### AIM
Give back the entire listing verbatim.

### INPUT FOR THIS TASK
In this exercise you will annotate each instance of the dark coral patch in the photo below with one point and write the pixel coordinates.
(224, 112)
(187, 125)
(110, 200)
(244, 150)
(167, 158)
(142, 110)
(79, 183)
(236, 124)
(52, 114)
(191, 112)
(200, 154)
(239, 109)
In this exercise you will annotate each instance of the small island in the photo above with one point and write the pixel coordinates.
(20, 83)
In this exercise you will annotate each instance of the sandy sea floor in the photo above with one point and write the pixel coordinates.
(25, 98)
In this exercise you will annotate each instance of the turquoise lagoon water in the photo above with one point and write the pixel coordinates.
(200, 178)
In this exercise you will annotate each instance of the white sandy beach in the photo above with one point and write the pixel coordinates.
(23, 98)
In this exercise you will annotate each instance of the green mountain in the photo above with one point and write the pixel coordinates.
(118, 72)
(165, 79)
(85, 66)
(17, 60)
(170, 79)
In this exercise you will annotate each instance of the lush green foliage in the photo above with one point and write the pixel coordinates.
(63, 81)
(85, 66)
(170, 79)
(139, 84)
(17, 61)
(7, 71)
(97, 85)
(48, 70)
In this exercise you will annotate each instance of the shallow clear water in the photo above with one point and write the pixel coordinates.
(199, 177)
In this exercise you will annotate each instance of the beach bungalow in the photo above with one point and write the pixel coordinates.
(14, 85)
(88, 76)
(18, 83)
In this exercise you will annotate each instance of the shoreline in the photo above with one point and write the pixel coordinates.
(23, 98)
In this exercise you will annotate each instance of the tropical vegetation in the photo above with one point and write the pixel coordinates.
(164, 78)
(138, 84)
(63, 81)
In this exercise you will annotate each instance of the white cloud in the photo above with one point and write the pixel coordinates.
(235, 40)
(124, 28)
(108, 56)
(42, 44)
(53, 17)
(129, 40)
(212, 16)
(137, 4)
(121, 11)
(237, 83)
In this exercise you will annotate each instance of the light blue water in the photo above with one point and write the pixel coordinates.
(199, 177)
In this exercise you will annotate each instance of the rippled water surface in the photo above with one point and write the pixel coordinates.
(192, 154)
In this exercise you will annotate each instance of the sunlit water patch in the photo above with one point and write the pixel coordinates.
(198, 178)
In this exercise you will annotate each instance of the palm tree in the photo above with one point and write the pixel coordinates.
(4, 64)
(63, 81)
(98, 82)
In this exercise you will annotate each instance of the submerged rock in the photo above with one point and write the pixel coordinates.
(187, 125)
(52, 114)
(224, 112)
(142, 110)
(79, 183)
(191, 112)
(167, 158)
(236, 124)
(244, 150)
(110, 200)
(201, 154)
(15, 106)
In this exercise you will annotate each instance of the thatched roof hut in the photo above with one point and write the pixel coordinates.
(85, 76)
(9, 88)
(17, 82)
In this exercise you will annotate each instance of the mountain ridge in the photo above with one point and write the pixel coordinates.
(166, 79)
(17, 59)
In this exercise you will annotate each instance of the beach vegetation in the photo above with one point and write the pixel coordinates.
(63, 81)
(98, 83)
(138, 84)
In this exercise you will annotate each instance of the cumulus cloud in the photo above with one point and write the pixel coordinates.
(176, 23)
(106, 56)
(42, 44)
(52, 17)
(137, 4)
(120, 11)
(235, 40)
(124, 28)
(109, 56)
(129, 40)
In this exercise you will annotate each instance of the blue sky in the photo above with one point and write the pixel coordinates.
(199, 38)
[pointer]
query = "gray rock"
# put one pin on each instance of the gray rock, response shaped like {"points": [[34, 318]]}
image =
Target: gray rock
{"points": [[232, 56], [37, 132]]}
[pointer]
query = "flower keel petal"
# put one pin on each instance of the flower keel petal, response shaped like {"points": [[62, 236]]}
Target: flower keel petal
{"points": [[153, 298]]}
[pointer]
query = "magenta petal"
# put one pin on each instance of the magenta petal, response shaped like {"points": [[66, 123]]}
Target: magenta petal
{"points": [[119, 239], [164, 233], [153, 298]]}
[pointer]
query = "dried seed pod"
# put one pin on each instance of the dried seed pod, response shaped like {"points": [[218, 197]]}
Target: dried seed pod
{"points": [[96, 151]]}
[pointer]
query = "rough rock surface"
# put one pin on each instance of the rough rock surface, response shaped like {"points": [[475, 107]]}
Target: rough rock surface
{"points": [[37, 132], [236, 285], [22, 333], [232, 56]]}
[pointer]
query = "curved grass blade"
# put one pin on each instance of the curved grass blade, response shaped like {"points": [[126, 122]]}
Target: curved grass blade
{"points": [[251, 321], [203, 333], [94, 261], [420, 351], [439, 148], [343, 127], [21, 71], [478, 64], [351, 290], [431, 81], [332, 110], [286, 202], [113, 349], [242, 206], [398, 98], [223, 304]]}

### FINISHED ANSWER
In this exercise you will annotate each instance of the dark coral patch in the photo below with one point and write the pixel coordinates.
(224, 112)
(187, 125)
(110, 200)
(244, 150)
(167, 158)
(142, 110)
(79, 183)
(236, 124)
(52, 114)
(191, 112)
(200, 154)
(239, 109)
In this exercise you will annotate each instance of the small island in the photo above with one point and write the pixel coordinates.
(20, 83)
In this exercise you will annotate each instance of the sandy sea floor in the photo above with one point and write the pixel coordinates.
(25, 98)
In this exercise you will annotate each instance of the turquoise lagoon water in the photo above with one point and write the pixel coordinates.
(200, 178)
In this exercise you will annotate each instance of the white sandy beach in the photo above with one point and write the pixel coordinates.
(23, 98)
In this exercise you will annotate each instance of the green mountain in the photo above with one point and write the pixel coordinates.
(118, 72)
(165, 79)
(85, 66)
(17, 60)
(170, 79)
In this exercise you will annotate each instance of the lush green foliage in the photo above with one point and write the pixel coordinates.
(63, 81)
(85, 66)
(170, 79)
(139, 84)
(17, 61)
(7, 71)
(97, 85)
(48, 70)
In this exercise you will annotate each instance of the shallow clear water in the photo above with one point and write the pixel coordinates.
(199, 177)
In this exercise you will annotate each instance of the beach bungalow in the photo above with one point and write the pixel coordinates.
(14, 85)
(88, 76)
(18, 83)
In this exercise you will annotate each instance of the shoreline in the photo above with one point and write the pixel coordinates.
(23, 98)
In this exercise you will annotate each instance of the tropical vegetation in the photo above with one point and write the pixel coordinates.
(164, 78)
(138, 84)
(63, 81)
In this exercise you will annotate each instance of the white cloud in the photo above with one point and write the pixel coordinates.
(235, 40)
(124, 28)
(108, 56)
(42, 44)
(53, 17)
(129, 40)
(212, 16)
(137, 4)
(121, 11)
(237, 83)
In this exercise you will annotate each instance of the light blue water in the photo above with one point and write the pixel coordinates.
(199, 177)
In this exercise you will annotate each instance of the rippled water surface in the photo above with one point and write the pixel coordinates.
(192, 154)
In this exercise you will annotate each instance of the sunlit water patch in the photo above with one point and write the pixel coordinates.
(198, 178)
In this exercise you will annotate each instance of the palm tree in the photo above with one point and write the pixel coordinates.
(4, 64)
(63, 81)
(98, 82)
In this exercise you will annotate each instance of the submerged rock in the photo above with one point and write the pixel coordinates.
(187, 125)
(52, 114)
(224, 112)
(142, 110)
(79, 183)
(191, 112)
(167, 158)
(236, 124)
(244, 150)
(110, 200)
(201, 154)
(15, 106)
In this exercise you will annotate each instance of the thatched roof hut in the photo above with one point and write the pixel coordinates.
(85, 76)
(9, 88)
(17, 82)
In this exercise you will annotate each instance of the mountain ridge in the photo above with one point and write the pixel coordinates.
(166, 79)
(17, 59)
In this exercise you will annotate each instance of the beach vegetation in the photo above with one point and write the pixel coordinates.
(63, 81)
(98, 83)
(138, 84)
In this exercise you will annotate each instance of the cumulus cloud in the photo above with one point and write the pixel coordinates.
(176, 23)
(106, 56)
(42, 44)
(52, 17)
(137, 4)
(120, 11)
(235, 40)
(124, 28)
(109, 56)
(129, 40)
In this exercise you will annotate each instance of the blue sky in the photo above with one point and write the pixel coordinates.
(199, 38)
[pointer]
query = "gray rock"
# put one pin on each instance of the gray rock, response shaped like {"points": [[34, 318]]}
image =
Target: gray rock
{"points": [[232, 56], [37, 132]]}
[pointer]
query = "flower keel petal"
# put one pin on each instance of the flower keel petal, response shaped like {"points": [[62, 236]]}
Target: flower keel petal
{"points": [[153, 298]]}
[pointer]
query = "magenta petal"
# put one pin on each instance of the magenta petal, response shaped like {"points": [[66, 123]]}
Target: magenta petal
{"points": [[119, 239], [164, 233], [153, 298]]}
[pointer]
query = "dried seed pod"
# put one pin on each instance of the dried seed pod, response shaped like {"points": [[218, 197]]}
Target: dried seed pod
{"points": [[96, 151]]}
[pointer]
query = "rough rock surface"
# put one pin on each instance of the rough rock surface, response shaped like {"points": [[475, 107]]}
Target: rough rock surface
{"points": [[37, 132], [236, 285], [22, 333], [232, 56]]}
[pointer]
query = "curved grass blade"
# put one pin on each instance of the curved grass blade, response shaped like {"points": [[126, 122]]}
Target: curved grass blade
{"points": [[251, 321], [203, 333], [94, 261], [420, 351], [439, 148], [343, 127], [21, 71], [478, 64], [351, 290], [431, 81], [332, 110], [286, 202], [113, 349], [242, 206], [398, 98], [223, 304]]}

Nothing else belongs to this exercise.